Output every one of the following records verbatim, reproducing each line unchanged.

**Records for processing**
━━━━━━━━━━━━━━━━

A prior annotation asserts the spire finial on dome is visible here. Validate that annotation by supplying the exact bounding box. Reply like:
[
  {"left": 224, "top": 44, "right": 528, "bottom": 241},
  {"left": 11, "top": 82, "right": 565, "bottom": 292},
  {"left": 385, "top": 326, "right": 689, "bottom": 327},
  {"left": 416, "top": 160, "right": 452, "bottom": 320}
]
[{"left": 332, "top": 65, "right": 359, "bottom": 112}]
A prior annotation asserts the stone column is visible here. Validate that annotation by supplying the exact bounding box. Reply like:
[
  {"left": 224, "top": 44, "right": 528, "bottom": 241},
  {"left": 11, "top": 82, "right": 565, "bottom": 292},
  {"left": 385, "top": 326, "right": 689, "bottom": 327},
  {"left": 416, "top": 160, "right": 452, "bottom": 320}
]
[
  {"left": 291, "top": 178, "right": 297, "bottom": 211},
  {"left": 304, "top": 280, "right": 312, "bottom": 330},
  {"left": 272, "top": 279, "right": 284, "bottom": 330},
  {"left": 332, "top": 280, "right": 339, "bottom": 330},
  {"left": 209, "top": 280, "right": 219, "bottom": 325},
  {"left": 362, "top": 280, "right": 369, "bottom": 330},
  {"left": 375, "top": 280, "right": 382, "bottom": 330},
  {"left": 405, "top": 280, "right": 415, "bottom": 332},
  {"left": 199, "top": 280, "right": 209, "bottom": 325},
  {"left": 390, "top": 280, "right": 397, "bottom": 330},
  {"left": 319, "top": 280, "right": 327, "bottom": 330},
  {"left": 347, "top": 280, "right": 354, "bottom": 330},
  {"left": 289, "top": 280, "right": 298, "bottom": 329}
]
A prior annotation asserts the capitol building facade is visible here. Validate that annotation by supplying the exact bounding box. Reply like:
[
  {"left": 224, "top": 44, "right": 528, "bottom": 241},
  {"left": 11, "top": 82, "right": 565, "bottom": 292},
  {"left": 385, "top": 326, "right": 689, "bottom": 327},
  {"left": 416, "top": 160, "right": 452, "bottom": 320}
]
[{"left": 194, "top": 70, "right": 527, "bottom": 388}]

━━━━━━━━━━━━━━━━

**Task solution**
A prior annotation asserts the spire finial on dome is visible here. Validate that annotation by supplying the exact bounding box. Reply like:
[
  {"left": 224, "top": 44, "right": 528, "bottom": 241},
  {"left": 11, "top": 82, "right": 565, "bottom": 292},
  {"left": 385, "top": 326, "right": 689, "bottom": 327},
  {"left": 416, "top": 160, "right": 452, "bottom": 320}
]
[{"left": 332, "top": 65, "right": 359, "bottom": 112}]
A prior annotation asserts the stone column is visible here. Validate that annotation by supplying the exact bounding box. Reply like:
[
  {"left": 224, "top": 44, "right": 528, "bottom": 241},
  {"left": 11, "top": 82, "right": 565, "bottom": 292},
  {"left": 385, "top": 326, "right": 689, "bottom": 327},
  {"left": 416, "top": 160, "right": 452, "bottom": 320}
]
[
  {"left": 291, "top": 178, "right": 297, "bottom": 211},
  {"left": 304, "top": 280, "right": 312, "bottom": 330},
  {"left": 272, "top": 279, "right": 284, "bottom": 330},
  {"left": 332, "top": 280, "right": 339, "bottom": 330},
  {"left": 209, "top": 280, "right": 219, "bottom": 325},
  {"left": 362, "top": 280, "right": 369, "bottom": 330},
  {"left": 375, "top": 280, "right": 382, "bottom": 330},
  {"left": 405, "top": 280, "right": 415, "bottom": 332},
  {"left": 199, "top": 280, "right": 209, "bottom": 325},
  {"left": 390, "top": 280, "right": 397, "bottom": 330},
  {"left": 319, "top": 280, "right": 327, "bottom": 330},
  {"left": 347, "top": 280, "right": 354, "bottom": 330},
  {"left": 289, "top": 280, "right": 298, "bottom": 329}
]
A prior annotation asserts the capitol building facade is visible here. Validate that annotation by supplying the exact bounding box. Reply like:
[
  {"left": 224, "top": 44, "right": 528, "bottom": 241},
  {"left": 11, "top": 82, "right": 565, "bottom": 292},
  {"left": 385, "top": 326, "right": 689, "bottom": 327},
  {"left": 416, "top": 160, "right": 452, "bottom": 320}
]
[{"left": 194, "top": 70, "right": 527, "bottom": 388}]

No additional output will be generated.